## TASK DESCRIPTION
Give the data a second time, exactly and in full.

* BEGIN SUPPLIED MATERIAL *

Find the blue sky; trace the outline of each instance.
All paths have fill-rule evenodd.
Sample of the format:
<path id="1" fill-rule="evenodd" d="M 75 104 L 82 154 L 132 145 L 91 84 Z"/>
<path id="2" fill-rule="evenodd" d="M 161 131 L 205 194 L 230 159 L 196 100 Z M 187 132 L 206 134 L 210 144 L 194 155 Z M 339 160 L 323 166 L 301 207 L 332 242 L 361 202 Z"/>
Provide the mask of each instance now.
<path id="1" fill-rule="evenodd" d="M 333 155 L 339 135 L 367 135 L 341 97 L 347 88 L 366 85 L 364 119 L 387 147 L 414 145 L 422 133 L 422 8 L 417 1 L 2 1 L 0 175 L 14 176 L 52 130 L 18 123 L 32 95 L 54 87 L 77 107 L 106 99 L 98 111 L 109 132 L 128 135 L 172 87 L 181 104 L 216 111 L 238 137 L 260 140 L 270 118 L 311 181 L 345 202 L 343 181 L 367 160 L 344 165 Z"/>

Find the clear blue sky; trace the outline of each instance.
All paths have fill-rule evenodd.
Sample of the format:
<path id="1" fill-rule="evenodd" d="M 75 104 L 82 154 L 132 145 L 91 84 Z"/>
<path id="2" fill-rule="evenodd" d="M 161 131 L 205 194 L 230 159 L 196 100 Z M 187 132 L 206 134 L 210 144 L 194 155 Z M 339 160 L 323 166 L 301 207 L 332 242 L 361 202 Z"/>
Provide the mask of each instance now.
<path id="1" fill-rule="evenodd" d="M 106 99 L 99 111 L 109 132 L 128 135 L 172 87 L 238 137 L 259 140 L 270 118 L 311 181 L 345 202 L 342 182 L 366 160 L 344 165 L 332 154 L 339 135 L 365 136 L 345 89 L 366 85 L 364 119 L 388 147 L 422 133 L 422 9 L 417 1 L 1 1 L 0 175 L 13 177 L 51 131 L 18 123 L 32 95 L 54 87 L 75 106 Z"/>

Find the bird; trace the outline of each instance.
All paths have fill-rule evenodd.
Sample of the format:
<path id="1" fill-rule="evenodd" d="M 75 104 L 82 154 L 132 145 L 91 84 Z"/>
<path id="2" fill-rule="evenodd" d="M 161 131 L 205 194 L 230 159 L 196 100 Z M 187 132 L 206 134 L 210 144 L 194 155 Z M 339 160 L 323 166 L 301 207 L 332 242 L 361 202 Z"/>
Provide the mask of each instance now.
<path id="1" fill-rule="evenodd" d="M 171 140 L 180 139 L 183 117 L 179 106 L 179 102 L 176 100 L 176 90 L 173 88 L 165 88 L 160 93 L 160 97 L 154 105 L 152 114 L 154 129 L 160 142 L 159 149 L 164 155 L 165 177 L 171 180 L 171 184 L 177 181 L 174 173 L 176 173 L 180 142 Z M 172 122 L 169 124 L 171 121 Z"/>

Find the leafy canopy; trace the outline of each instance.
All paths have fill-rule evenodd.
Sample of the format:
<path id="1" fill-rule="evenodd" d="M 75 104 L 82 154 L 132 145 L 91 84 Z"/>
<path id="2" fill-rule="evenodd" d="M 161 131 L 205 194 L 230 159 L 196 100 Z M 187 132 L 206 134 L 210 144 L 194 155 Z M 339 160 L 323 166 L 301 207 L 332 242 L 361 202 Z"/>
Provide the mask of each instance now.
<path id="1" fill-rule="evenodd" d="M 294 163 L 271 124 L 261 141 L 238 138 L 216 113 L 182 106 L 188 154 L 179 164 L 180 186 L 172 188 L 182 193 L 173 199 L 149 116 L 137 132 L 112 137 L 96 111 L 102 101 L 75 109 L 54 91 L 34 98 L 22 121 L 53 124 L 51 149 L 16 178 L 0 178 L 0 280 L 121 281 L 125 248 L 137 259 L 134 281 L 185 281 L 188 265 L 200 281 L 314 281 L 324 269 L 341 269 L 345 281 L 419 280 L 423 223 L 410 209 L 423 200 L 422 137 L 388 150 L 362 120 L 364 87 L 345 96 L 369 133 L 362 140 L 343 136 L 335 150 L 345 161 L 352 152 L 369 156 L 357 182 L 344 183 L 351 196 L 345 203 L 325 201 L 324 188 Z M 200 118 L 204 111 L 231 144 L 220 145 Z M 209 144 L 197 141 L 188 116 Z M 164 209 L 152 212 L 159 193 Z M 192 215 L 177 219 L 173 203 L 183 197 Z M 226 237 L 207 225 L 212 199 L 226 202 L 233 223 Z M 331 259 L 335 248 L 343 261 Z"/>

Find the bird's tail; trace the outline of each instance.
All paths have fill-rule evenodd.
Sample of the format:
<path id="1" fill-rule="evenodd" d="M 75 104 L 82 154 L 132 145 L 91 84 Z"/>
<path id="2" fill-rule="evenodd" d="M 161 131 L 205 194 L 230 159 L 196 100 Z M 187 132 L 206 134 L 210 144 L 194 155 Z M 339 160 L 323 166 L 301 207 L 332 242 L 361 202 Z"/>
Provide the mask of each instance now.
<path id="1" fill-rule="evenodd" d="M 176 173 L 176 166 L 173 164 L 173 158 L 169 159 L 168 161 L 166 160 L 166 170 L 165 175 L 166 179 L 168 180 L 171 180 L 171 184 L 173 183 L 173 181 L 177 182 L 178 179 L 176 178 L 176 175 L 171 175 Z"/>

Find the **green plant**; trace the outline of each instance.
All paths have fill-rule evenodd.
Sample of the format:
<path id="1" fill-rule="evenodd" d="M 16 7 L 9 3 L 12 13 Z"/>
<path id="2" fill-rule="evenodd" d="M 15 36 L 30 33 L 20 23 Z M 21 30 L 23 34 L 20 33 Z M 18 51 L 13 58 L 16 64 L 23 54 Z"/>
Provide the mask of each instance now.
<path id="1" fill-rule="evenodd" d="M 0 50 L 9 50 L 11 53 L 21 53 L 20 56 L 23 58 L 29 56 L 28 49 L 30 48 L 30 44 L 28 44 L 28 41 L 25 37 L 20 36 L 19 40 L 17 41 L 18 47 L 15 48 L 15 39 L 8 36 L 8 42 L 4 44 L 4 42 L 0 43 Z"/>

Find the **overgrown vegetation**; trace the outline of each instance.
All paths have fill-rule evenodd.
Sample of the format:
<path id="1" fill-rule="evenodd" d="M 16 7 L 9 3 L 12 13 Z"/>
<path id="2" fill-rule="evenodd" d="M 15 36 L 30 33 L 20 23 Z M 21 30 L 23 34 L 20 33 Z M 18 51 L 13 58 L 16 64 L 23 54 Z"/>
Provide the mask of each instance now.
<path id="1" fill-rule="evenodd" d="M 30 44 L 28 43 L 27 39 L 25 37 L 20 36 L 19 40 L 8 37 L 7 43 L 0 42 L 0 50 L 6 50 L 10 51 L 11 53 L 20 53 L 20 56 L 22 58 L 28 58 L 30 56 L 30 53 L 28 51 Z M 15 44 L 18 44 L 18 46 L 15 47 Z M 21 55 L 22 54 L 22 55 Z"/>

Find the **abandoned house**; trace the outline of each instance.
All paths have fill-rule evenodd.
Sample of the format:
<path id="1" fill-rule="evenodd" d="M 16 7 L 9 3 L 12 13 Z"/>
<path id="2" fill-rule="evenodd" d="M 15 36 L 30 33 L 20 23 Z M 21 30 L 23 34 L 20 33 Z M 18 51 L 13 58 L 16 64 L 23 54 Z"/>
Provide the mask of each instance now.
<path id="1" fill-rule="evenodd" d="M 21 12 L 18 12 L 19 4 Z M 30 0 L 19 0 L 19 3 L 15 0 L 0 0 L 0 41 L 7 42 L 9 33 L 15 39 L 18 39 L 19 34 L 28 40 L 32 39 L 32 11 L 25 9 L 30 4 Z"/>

* END SUPPLIED MATERIAL *

## RESULT OF THE TASK
Find the blue sky; trace the outline of each instance.
All paths have fill-rule evenodd.
Sample of the format:
<path id="1" fill-rule="evenodd" d="M 75 104 L 82 154 L 132 145 L 91 84 Z"/>
<path id="2" fill-rule="evenodd" d="M 161 131 L 205 194 L 230 159 L 196 100 Z M 187 132 L 206 134 L 210 144 L 194 155 Z M 339 160 L 323 166 L 301 207 L 332 242 L 361 202 Z"/>
Provide the mask of each instance now.
<path id="1" fill-rule="evenodd" d="M 333 155 L 339 135 L 367 135 L 341 97 L 347 88 L 366 85 L 364 119 L 387 147 L 414 145 L 422 133 L 422 8 L 417 1 L 2 1 L 0 175 L 14 176 L 52 130 L 18 123 L 32 95 L 54 87 L 77 107 L 106 99 L 98 111 L 109 132 L 128 135 L 172 87 L 181 104 L 216 111 L 238 137 L 260 140 L 270 118 L 311 181 L 345 202 L 343 181 L 367 160 L 344 165 Z"/>

Find the clear blue sky; trace the outline of each instance.
All paths have fill-rule evenodd.
Sample of the format:
<path id="1" fill-rule="evenodd" d="M 75 104 L 82 154 L 132 145 L 91 84 Z"/>
<path id="2" fill-rule="evenodd" d="M 161 131 L 205 194 L 230 159 L 196 100 Z M 187 132 L 206 134 L 210 144 L 194 155 Z M 339 160 L 323 166 L 301 207 L 332 242 L 361 202 Z"/>
Provide the mask of each instance now.
<path id="1" fill-rule="evenodd" d="M 106 99 L 99 111 L 109 132 L 128 135 L 172 87 L 238 137 L 259 140 L 270 118 L 311 181 L 345 202 L 342 182 L 366 160 L 344 165 L 332 154 L 339 135 L 365 136 L 345 89 L 366 85 L 364 119 L 388 147 L 422 133 L 422 9 L 417 1 L 1 1 L 0 175 L 13 177 L 51 131 L 18 123 L 32 95 L 54 87 L 75 106 Z"/>

Find the bird; trace the outline of each instance.
All paths have fill-rule evenodd.
Sample of the format:
<path id="1" fill-rule="evenodd" d="M 75 104 L 82 154 L 132 145 L 91 84 Z"/>
<path id="2" fill-rule="evenodd" d="M 161 131 L 205 194 L 230 159 L 196 100 Z M 187 132 L 206 134 L 210 144 L 194 155 Z M 339 160 L 323 166 L 301 207 L 332 242 L 361 202 Z"/>
Provide the mask of each instance now.
<path id="1" fill-rule="evenodd" d="M 171 140 L 180 139 L 183 117 L 179 106 L 179 102 L 176 100 L 176 90 L 173 88 L 165 88 L 160 93 L 160 97 L 154 105 L 152 114 L 154 129 L 160 142 L 159 149 L 164 155 L 165 177 L 171 180 L 171 184 L 177 181 L 174 173 L 176 173 L 180 142 Z M 172 122 L 169 124 L 171 121 Z"/>

Find the leafy canopy; trace the outline of each instance.
All paths have fill-rule evenodd.
Sample of the format:
<path id="1" fill-rule="evenodd" d="M 75 104 L 82 154 L 132 145 L 91 84 Z"/>
<path id="2" fill-rule="evenodd" d="M 161 131 L 205 194 L 230 159 L 196 100 Z M 187 132 L 206 134 L 210 144 L 194 155 Z M 339 160 L 323 166 L 301 207 L 332 242 L 361 202 Z"/>
Provide the mask of each instance now.
<path id="1" fill-rule="evenodd" d="M 294 163 L 271 124 L 261 141 L 238 138 L 216 113 L 182 106 L 188 154 L 179 164 L 180 186 L 172 188 L 182 193 L 173 199 L 149 116 L 137 132 L 112 137 L 96 111 L 102 101 L 75 109 L 54 91 L 34 98 L 22 121 L 53 124 L 51 149 L 16 178 L 0 178 L 0 280 L 121 281 L 125 248 L 137 259 L 134 281 L 185 281 L 188 265 L 200 281 L 314 281 L 324 269 L 341 269 L 345 281 L 419 280 L 423 223 L 410 209 L 423 200 L 422 137 L 388 150 L 362 120 L 364 87 L 345 96 L 369 133 L 362 140 L 343 136 L 335 150 L 345 161 L 352 152 L 369 156 L 357 182 L 344 183 L 351 196 L 345 203 L 325 201 L 324 188 Z M 200 118 L 204 111 L 231 144 L 220 145 Z M 209 144 L 197 141 L 188 116 Z M 164 209 L 152 212 L 159 193 Z M 192 215 L 177 219 L 173 203 L 183 197 Z M 226 237 L 207 225 L 212 199 L 226 202 L 233 223 Z M 331 259 L 335 248 L 343 261 Z"/>

Find the bird's tail; trace the outline of each instance.
All paths have fill-rule evenodd.
Sample of the format:
<path id="1" fill-rule="evenodd" d="M 75 104 L 82 154 L 132 145 L 91 84 Z"/>
<path id="2" fill-rule="evenodd" d="M 161 131 L 205 194 L 230 159 L 196 100 Z M 187 132 L 206 134 L 210 144 L 194 155 Z M 339 160 L 323 166 L 301 207 L 332 242 L 361 202 Z"/>
Provide the mask of each instance now.
<path id="1" fill-rule="evenodd" d="M 176 173 L 176 166 L 173 164 L 173 158 L 169 159 L 168 161 L 166 160 L 166 170 L 165 175 L 166 179 L 168 180 L 171 180 L 171 184 L 173 183 L 173 181 L 177 182 L 178 179 L 176 178 L 176 175 L 171 175 Z"/>

Find the **green plant**; trace the outline of each instance.
All paths have fill-rule evenodd.
Sample of the format:
<path id="1" fill-rule="evenodd" d="M 16 7 L 9 3 L 12 13 Z"/>
<path id="2" fill-rule="evenodd" d="M 15 36 L 30 33 L 20 23 Z M 21 30 L 23 34 L 20 33 Z M 18 51 L 13 58 L 16 64 L 23 54 Z"/>
Provide the mask of each instance now.
<path id="1" fill-rule="evenodd" d="M 0 50 L 9 50 L 11 53 L 21 53 L 20 56 L 23 58 L 29 56 L 28 49 L 30 48 L 30 44 L 28 44 L 28 41 L 25 37 L 20 36 L 19 40 L 17 41 L 18 47 L 15 48 L 15 39 L 8 36 L 8 42 L 4 44 L 4 42 L 0 43 Z"/>

Find the **overgrown vegetation**; trace the outline of each instance.
All paths have fill-rule evenodd.
Sample of the format:
<path id="1" fill-rule="evenodd" d="M 16 7 L 9 3 L 12 13 Z"/>
<path id="2" fill-rule="evenodd" d="M 15 36 L 30 33 L 20 23 Z M 21 30 L 23 34 L 20 33 Z M 18 51 L 13 58 L 16 64 L 23 54 Z"/>
Provide the mask of each instance now.
<path id="1" fill-rule="evenodd" d="M 30 44 L 28 43 L 27 39 L 25 37 L 20 36 L 19 40 L 8 37 L 7 43 L 0 42 L 0 50 L 6 50 L 10 51 L 11 53 L 20 53 L 20 56 L 22 58 L 28 58 L 30 56 L 30 53 L 28 51 Z M 15 44 L 18 44 L 18 46 L 15 47 Z M 21 55 L 22 54 L 22 55 Z"/>

Find the **abandoned house**; trace the outline of each instance.
All paths have fill-rule evenodd.
Sample of the format:
<path id="1" fill-rule="evenodd" d="M 16 7 L 9 3 L 12 13 Z"/>
<path id="2" fill-rule="evenodd" d="M 15 36 L 30 33 L 20 23 Z M 21 30 L 23 34 L 20 33 Z M 18 51 L 13 58 L 16 64 L 23 54 Z"/>
Provide the mask of each instance now.
<path id="1" fill-rule="evenodd" d="M 21 12 L 18 12 L 19 4 Z M 30 0 L 19 0 L 19 3 L 15 0 L 0 0 L 0 41 L 7 42 L 9 33 L 15 39 L 18 39 L 19 34 L 28 40 L 32 39 L 32 11 L 25 9 L 30 4 Z"/>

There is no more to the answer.